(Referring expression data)
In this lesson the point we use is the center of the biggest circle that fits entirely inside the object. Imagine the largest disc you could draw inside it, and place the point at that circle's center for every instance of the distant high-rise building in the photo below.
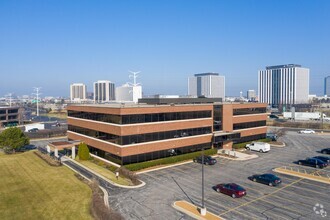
(104, 91)
(210, 85)
(78, 92)
(283, 85)
(327, 86)
(251, 94)
(128, 93)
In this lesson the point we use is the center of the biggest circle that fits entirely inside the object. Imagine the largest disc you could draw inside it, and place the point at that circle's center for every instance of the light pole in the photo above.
(37, 89)
(203, 209)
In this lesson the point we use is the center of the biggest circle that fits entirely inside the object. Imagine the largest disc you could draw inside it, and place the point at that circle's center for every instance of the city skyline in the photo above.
(56, 44)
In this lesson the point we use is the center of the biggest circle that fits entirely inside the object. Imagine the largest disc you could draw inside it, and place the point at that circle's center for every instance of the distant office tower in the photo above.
(210, 85)
(78, 92)
(104, 91)
(327, 86)
(251, 95)
(128, 93)
(283, 84)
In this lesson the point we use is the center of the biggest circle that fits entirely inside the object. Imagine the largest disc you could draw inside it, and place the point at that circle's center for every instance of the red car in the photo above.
(231, 189)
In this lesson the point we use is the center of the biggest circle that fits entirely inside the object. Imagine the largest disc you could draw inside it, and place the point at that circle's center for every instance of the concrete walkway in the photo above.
(94, 175)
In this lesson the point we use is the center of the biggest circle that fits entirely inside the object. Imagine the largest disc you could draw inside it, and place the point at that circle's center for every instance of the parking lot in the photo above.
(295, 198)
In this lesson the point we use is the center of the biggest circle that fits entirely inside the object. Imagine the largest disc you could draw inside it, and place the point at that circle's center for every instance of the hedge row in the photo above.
(168, 160)
(242, 145)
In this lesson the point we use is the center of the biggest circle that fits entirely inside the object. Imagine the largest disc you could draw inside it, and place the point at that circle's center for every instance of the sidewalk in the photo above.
(236, 155)
(85, 171)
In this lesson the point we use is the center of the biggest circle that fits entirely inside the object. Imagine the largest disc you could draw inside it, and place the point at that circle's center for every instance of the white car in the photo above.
(306, 131)
(258, 146)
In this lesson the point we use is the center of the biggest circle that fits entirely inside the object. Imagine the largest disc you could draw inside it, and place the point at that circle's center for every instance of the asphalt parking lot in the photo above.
(295, 198)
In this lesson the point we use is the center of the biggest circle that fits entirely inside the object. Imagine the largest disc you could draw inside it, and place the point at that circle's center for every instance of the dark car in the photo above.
(325, 151)
(312, 162)
(323, 158)
(269, 179)
(230, 189)
(208, 160)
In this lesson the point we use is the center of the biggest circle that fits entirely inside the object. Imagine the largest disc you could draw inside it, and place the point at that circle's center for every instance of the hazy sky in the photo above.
(54, 43)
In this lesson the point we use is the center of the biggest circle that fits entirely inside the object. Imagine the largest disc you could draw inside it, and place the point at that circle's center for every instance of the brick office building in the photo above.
(134, 133)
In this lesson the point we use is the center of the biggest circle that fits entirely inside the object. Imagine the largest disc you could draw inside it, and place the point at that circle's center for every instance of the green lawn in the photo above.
(31, 189)
(105, 173)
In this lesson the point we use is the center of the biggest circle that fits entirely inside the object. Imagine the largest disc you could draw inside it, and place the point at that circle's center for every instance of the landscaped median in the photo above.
(168, 160)
(105, 171)
(194, 211)
(311, 176)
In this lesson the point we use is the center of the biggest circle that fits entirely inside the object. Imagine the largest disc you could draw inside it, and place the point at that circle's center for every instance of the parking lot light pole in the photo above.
(203, 209)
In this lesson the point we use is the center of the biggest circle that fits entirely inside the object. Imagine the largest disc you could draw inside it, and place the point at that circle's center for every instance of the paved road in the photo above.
(294, 199)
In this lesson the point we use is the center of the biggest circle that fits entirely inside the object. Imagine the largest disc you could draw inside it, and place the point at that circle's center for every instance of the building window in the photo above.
(253, 124)
(247, 111)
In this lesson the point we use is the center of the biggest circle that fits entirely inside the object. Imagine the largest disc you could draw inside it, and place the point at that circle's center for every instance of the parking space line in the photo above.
(260, 198)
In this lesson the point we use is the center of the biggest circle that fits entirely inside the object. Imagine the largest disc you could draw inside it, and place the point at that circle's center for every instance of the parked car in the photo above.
(325, 151)
(268, 178)
(306, 131)
(272, 136)
(231, 189)
(208, 160)
(312, 162)
(323, 158)
(258, 146)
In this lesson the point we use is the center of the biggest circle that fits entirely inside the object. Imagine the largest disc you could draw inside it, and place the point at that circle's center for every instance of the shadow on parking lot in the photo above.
(183, 190)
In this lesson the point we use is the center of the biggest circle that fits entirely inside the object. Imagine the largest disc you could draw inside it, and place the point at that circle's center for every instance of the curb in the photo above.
(105, 196)
(193, 215)
(105, 179)
(302, 175)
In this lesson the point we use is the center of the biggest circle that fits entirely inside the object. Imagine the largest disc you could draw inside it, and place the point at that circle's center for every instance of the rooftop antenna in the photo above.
(37, 93)
(134, 75)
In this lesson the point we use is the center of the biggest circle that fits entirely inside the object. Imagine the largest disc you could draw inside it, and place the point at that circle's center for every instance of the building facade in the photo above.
(210, 85)
(135, 133)
(327, 86)
(251, 95)
(9, 116)
(128, 93)
(104, 91)
(78, 92)
(283, 85)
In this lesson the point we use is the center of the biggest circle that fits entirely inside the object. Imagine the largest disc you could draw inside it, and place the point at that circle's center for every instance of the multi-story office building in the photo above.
(134, 133)
(128, 93)
(327, 86)
(104, 91)
(9, 116)
(210, 85)
(251, 95)
(283, 85)
(78, 92)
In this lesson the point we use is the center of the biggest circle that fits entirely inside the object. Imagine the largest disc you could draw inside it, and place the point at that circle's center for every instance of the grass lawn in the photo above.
(31, 189)
(105, 173)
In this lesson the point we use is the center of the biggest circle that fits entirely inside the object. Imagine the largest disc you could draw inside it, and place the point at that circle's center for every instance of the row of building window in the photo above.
(149, 156)
(139, 118)
(247, 111)
(141, 138)
(249, 125)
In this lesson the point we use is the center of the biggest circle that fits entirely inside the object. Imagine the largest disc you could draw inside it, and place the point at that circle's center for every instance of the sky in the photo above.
(51, 44)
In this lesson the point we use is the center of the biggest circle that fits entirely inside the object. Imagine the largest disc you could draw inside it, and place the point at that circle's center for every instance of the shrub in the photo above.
(242, 145)
(83, 151)
(168, 160)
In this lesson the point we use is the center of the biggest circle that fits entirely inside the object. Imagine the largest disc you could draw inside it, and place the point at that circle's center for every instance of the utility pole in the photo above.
(203, 209)
(37, 90)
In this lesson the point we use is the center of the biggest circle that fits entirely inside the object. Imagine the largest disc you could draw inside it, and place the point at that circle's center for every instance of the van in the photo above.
(258, 146)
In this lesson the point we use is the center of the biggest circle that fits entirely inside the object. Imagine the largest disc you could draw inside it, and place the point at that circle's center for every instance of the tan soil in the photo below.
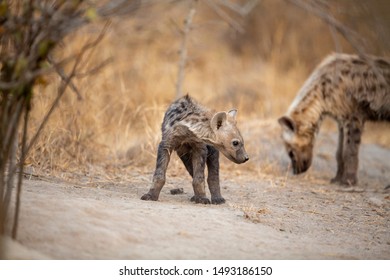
(269, 214)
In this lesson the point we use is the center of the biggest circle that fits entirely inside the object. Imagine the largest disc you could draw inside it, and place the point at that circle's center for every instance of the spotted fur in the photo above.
(352, 90)
(197, 134)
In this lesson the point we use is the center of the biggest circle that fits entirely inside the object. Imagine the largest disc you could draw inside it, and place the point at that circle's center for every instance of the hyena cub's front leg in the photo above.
(213, 175)
(199, 155)
(349, 164)
(163, 157)
(339, 156)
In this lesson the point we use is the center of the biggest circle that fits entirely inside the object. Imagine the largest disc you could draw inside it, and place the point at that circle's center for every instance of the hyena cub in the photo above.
(349, 88)
(197, 134)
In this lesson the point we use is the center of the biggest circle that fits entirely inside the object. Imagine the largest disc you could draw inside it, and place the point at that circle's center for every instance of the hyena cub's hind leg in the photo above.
(211, 157)
(348, 152)
(339, 156)
(163, 157)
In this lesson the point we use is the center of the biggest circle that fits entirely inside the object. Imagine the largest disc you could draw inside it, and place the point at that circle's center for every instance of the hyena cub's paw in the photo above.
(200, 199)
(335, 180)
(148, 196)
(217, 200)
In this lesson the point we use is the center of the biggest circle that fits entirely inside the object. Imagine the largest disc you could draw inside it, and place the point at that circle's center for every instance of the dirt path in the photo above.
(268, 214)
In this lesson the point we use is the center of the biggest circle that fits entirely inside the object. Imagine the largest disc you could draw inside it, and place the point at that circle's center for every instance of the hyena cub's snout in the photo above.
(228, 138)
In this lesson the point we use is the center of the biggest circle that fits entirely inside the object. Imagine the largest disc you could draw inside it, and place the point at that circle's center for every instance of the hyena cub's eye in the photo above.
(235, 143)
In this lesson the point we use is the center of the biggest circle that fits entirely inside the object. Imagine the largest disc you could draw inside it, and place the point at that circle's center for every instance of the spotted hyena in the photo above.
(197, 134)
(349, 88)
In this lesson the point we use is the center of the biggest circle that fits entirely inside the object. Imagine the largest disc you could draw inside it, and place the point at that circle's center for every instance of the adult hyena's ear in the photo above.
(288, 123)
(218, 120)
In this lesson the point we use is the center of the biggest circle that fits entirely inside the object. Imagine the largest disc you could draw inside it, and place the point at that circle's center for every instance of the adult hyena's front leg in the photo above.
(198, 181)
(213, 175)
(339, 155)
(352, 137)
(163, 156)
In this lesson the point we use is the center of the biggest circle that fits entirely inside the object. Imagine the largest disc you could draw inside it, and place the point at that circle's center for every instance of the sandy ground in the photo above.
(269, 214)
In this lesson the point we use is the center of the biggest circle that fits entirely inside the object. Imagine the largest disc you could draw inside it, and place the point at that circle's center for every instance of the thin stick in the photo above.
(183, 49)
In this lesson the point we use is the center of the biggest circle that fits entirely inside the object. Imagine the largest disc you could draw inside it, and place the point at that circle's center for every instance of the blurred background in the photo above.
(254, 61)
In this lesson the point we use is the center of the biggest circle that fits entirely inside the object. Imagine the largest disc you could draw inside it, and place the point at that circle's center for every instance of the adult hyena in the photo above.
(197, 134)
(349, 88)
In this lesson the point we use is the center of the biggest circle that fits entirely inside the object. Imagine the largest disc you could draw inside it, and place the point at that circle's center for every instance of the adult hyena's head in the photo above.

**WHAT TO WORK ON:** Each line from the one containing "adult hyena in the photo above." through the final line of the records must be repeated exactly, with no line added or dropped.

**EXERCISE RESULT:**
In this lesson the point we use is the center of the biggest circle that fits entirely inside the object. Imagine the largest disc you could draw inside it, and place the point at that circle's center for every instance of the adult hyena in the photo above.
(197, 134)
(349, 88)
In this lesson the point we use is the center of the biggest circle that fits entirely inside the object. Imagine the largest disc you could draw inside it, and place the point at that circle's center for every instance of the adult hyena's head in the photo above.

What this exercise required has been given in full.